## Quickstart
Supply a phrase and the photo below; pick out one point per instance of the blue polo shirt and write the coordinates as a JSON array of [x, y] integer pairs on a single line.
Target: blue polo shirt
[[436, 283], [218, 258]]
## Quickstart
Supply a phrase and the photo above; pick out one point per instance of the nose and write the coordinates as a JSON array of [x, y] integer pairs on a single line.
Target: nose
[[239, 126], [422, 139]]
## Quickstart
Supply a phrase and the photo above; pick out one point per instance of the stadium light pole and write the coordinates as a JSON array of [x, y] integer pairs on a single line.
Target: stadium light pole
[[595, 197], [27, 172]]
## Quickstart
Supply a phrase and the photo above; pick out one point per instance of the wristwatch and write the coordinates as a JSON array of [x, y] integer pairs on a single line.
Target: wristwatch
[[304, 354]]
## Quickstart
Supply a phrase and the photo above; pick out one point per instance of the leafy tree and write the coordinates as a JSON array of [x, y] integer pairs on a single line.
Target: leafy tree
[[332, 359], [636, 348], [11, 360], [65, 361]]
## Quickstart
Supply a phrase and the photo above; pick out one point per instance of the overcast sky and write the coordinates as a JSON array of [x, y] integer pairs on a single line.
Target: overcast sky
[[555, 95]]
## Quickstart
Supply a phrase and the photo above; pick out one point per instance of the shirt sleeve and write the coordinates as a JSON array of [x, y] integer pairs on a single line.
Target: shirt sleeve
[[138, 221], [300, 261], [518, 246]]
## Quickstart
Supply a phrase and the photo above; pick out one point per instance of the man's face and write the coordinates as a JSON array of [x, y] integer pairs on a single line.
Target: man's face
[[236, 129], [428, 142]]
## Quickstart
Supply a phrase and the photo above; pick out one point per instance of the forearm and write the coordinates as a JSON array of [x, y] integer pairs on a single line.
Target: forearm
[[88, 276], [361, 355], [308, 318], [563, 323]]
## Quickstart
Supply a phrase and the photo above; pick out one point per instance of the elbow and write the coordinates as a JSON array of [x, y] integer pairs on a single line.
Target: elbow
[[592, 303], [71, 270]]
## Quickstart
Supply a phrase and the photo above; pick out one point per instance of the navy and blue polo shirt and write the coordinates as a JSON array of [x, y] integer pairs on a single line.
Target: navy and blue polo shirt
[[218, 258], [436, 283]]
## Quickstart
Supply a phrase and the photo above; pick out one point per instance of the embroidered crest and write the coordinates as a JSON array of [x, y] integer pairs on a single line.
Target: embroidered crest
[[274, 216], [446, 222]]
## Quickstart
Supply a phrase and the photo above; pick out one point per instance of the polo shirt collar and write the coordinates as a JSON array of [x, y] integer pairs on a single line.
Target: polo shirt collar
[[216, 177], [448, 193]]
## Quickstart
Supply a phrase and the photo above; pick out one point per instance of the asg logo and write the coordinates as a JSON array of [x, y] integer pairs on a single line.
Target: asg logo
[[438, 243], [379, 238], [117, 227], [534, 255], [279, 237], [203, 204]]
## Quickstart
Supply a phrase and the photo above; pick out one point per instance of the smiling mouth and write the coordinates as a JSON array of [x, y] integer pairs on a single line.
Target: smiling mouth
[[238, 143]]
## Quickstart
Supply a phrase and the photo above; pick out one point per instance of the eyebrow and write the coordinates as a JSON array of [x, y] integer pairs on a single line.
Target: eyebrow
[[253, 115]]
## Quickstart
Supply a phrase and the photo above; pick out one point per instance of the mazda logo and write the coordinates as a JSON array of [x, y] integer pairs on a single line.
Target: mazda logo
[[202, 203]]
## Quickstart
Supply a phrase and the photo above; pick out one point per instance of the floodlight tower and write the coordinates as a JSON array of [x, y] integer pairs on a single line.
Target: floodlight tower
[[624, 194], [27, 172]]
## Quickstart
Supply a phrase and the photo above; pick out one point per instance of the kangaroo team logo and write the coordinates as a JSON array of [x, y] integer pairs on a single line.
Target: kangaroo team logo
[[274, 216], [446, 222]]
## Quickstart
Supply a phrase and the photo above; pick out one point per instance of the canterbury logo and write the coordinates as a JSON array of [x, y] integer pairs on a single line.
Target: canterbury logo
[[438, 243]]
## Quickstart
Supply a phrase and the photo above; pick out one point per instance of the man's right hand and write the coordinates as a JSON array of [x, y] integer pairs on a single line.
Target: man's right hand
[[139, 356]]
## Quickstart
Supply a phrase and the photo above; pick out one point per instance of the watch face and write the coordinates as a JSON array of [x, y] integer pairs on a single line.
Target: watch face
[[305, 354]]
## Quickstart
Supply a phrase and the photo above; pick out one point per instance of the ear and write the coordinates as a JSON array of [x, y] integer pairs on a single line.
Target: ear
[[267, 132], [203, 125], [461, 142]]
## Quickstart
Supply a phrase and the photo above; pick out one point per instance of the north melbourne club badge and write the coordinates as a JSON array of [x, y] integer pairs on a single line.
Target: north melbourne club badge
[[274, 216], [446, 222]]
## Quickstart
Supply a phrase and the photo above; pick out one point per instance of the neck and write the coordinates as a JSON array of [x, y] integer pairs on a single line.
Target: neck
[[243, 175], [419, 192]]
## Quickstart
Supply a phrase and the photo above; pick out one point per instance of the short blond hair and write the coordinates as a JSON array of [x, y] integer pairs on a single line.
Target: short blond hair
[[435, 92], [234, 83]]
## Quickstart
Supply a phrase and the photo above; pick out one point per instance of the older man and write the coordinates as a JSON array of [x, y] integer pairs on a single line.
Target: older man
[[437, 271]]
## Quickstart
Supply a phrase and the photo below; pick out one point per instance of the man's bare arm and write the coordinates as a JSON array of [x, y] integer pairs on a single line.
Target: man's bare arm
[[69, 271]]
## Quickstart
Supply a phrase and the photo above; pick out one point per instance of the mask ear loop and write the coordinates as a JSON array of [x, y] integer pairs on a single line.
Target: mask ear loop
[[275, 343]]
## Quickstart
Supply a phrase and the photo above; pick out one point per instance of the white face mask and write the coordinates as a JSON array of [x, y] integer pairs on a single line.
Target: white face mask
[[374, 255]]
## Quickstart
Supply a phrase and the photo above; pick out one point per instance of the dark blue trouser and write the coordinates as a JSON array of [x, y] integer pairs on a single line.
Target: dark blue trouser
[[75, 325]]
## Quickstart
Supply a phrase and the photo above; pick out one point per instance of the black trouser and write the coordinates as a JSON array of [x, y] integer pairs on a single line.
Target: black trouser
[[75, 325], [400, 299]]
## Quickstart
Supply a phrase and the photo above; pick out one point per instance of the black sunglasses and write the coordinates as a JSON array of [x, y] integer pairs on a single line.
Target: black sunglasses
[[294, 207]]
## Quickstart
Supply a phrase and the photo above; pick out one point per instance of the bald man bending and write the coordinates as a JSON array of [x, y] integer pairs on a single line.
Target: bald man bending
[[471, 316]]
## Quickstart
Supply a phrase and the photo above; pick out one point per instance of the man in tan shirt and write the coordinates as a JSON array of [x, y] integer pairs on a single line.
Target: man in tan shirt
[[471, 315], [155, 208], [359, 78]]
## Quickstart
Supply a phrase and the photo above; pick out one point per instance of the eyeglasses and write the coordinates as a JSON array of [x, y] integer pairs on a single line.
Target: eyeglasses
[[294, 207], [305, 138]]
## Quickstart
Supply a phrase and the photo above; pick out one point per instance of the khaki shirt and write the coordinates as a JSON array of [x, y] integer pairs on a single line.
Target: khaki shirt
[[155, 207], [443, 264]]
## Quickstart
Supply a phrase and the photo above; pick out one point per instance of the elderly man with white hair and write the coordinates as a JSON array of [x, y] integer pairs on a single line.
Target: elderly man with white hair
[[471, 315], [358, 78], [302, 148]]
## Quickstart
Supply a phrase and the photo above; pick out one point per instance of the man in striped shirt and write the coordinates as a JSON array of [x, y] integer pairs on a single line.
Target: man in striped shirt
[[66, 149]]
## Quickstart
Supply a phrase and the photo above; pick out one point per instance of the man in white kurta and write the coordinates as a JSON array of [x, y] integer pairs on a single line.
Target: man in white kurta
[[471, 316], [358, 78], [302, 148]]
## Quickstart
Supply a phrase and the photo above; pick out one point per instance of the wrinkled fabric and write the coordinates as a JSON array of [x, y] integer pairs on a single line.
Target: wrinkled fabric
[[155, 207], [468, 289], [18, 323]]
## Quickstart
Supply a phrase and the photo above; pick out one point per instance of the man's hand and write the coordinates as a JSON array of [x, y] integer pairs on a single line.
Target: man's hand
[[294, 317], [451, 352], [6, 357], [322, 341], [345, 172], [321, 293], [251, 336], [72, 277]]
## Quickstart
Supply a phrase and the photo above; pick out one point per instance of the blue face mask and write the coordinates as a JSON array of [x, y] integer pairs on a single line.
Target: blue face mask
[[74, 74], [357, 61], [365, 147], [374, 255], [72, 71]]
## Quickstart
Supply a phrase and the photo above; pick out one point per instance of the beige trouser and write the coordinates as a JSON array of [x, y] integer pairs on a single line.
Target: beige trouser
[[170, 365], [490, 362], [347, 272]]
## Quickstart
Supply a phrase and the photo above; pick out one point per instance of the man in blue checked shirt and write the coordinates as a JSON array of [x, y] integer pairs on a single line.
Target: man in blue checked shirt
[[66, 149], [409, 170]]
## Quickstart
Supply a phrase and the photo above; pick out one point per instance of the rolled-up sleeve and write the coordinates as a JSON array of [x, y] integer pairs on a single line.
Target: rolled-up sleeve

· · ·

■ **WHAT TO DO**
What is needed is every line of the records that contains the word "rolled".

■ **WRITTEN RESPONSE**
Supply a phrase and the photo above; pick out one point per instance of the rolled-up sleeve and write the coordinates as a JSON array of [x, y] integer pairs on a single line.
Target: rolled-up sleeve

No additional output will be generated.